## ФРАГМЕНТ ДОКУМЕНТА
========

От Михаила Акимовича пришёл сочинительский опыт «Иже херувимы». Рахманинов листал его со скепсисом. Не сразу, но всё же ответил: произведение вышло скучным.
Много времени забирала корректура виолончельных пьес и переложение «Алеко» для двух фортепиано. О премьере думалось и с надеждой, и с волнением. Беспокоило и какое-то предчувствие, и прежде размеренная жизнь сменится тревожным ожиданием. Терзала бессонница. Ходили слухи о холере: мор приближается, вот-вот подступит к имению. Для успокоения Сергея Васильевича в его комнате провели дезинфекцию.
Напасть пришла не из мира воображаемых ужасов, а из реальности: он упал с лошади, та протащила его на вожжах. Но теперь о самочувствии пишет Татуше: «хорошее», грудь болит, «но это ерунда и скоро пройдёт». Неожиданное воодушевление тоже понятно — с конца июля он стал сочинять.
Эти постоянные колебания — от хандры к подъёму и опять к дурному настроению — не отпускают. Сначала бился над оркестровым «Каприччио на цыганские темы». Но 25 августа он возвратился в Москву и сочинение отложил. Теперь горел желанием писать новую оперу.
26 сентября — концерт при «Электрической выставке» в Москве. Рахманинов исполнил Рубинштейна, Шопена, Гуно в переложении Листа, собственную прелюдию. Понравился и публике и критике (восторг слушателей, «виртуозный блеск»). Но теперь ему снова занедужилось. В начале сентября черкнёт Татуше о самочувствии: «в совершенном порядке», через месяц — «я в скверном настроении, вследствие того что мне положительно нездоровится».
Зима близко. Нет денег, чтобы купить шубу. Живёт у тёти, и ему неловко болеть. Работает много. Встаёт рано, ложится поздно. Иногда хорошие известия могут поднять настроение: танцы из оперы скоро исполнят, переложение «Алеко» для двух фортепиано хорошо раскупается, Гутхейль готов купить фортепианный концерт. Но что-то гнетёт его душу. Конечно, у натуры художественной и восприимчивой перепады настроения неизбежны. Но есть что-то ещё, о чём он помалкивает, бросая лишь неясные намёки.
15 октября, подтрунивая над собой, пишет Лёле Скалон о важной перемене: «Здесь, у Сатиных, предстоит одно очень важное событие, именно, отъезд великого композитора. Куда? Я не знаю, но во всяком случае завтра я перееду отсюда, потому что я мешаю всем своими занятиями, и моим занятиям все мешают. Из этого вытекает то, что нам вместе жить нельзя, но если вам придёт охота мне написать, то пишите на Сатинский адрес, потому что я надеюсь всё-таки здесь бывать и этим буду доставлять, конечно, большое удовольствие всем, так как я вообще очень милый и симпатичный».

========

## ПИСЬМЕННЫЙ ЗАПРОС A
Что, согласно отрывку о Рахманинове, он сделал 25 августа?

## МАТЕРИАЛ ДЛЯ ОБРАБОТКИ
========

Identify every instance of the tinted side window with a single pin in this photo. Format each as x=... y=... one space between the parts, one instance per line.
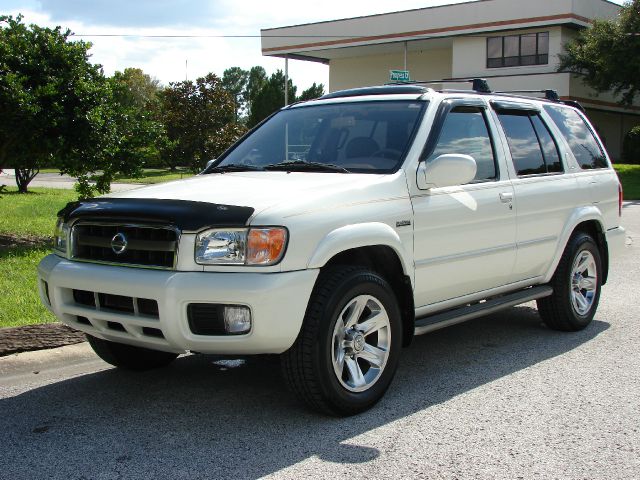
x=549 y=147
x=465 y=132
x=523 y=143
x=579 y=137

========

## ПИСЬМЕННЫЙ ЗАПРОС B
Измените все записи выше: замените «tinted side window» на «rear bumper», а остальное оставьте без изменений. Картинки в ответ не включайте.

## ПОЛНЫЙ ОТВЕТ A
Он вернулся в Москву и отложил «Каприччио на цыганские темы».

## ПОЛНЫЙ ОТВЕТ B
Identify every instance of the rear bumper with a single pin in this photo. Format each as x=... y=... one space between the parts, one instance per line.
x=549 y=147
x=465 y=132
x=523 y=143
x=579 y=137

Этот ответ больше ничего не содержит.